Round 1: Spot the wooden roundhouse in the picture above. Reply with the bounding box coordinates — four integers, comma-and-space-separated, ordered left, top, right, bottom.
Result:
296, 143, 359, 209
——
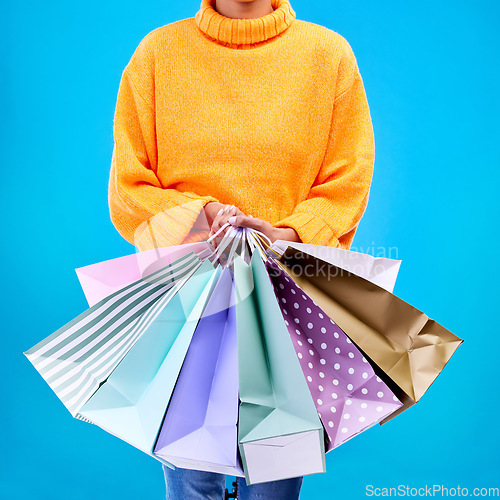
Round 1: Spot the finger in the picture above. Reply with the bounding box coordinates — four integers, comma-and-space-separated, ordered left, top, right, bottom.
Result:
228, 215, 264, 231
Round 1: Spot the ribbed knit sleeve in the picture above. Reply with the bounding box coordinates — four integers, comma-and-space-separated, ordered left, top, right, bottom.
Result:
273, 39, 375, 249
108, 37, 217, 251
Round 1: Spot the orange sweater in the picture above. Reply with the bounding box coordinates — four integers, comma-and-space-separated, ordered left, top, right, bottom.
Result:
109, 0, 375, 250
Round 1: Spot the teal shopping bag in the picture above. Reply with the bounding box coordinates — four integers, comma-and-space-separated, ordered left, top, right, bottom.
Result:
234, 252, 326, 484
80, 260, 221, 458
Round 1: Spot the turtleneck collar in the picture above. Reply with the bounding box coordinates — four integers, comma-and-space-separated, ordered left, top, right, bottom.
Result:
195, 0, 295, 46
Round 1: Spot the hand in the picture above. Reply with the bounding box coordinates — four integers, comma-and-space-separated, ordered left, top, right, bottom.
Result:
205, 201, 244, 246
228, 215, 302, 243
——
Extract the lines verbatim, beginning at the line that contains "Round 1: Spot the hand" and stopping after the line that contains "228, 215, 302, 243".

→ TASK SOLUTION:
Round 1: Spot the hand in the picture above. Reply with the bounding box coordinates — four integers, comma-and-space-separated, ordered left, top, right, bottom.
Result:
205, 201, 244, 246
228, 215, 302, 243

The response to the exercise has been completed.